[Aim of the exercise]
Put the material from the line containing "of the stone" through the end into a two-column CSV with the headers instruction and response, one row per instruction paired with its marked points. Quote every field and turn line breaks inside it into spaces.
## START Data to process
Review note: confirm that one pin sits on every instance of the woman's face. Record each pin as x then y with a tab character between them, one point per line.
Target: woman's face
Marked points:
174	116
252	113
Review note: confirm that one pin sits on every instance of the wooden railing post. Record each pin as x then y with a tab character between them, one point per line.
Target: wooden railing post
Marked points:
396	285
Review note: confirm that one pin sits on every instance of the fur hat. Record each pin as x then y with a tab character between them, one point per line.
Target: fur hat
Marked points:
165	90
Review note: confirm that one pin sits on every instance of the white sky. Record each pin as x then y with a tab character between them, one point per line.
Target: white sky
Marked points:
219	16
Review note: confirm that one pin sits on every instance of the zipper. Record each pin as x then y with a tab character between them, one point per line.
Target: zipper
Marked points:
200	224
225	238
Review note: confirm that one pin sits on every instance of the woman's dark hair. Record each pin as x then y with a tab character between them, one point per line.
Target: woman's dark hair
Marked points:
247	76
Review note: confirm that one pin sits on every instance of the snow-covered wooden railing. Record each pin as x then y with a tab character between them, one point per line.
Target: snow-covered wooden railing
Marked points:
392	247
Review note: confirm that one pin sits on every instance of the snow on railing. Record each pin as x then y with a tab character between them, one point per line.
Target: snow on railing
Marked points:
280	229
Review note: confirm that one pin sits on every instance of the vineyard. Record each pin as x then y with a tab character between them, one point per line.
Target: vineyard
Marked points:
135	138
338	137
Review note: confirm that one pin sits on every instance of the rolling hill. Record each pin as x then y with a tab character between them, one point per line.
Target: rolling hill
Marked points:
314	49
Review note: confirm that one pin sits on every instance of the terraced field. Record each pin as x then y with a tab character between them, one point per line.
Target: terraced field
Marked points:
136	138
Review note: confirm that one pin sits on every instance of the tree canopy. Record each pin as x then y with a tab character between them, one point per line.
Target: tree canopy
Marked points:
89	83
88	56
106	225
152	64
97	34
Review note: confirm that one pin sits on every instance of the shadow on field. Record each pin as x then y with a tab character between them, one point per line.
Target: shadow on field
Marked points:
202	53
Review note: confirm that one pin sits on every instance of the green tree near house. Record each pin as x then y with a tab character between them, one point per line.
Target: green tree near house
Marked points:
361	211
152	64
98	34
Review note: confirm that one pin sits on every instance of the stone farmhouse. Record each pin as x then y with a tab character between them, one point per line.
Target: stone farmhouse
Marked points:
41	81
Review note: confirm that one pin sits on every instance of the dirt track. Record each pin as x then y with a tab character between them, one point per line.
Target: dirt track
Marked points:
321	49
## END Data to process
[Correct output]
instruction,response
"Review note: confirm that one pin sits on every instance of the stone farmhouse. Record each pin as x then y with a tab character between them, one point per line. Target: stone farmhouse Marked points:","41	81"
"Review note: confirm that one pin sits on every instance of the dirt track. Record each pin as x then y with a tab character between them, one point per line. Target: dirt track Marked points:","321	49"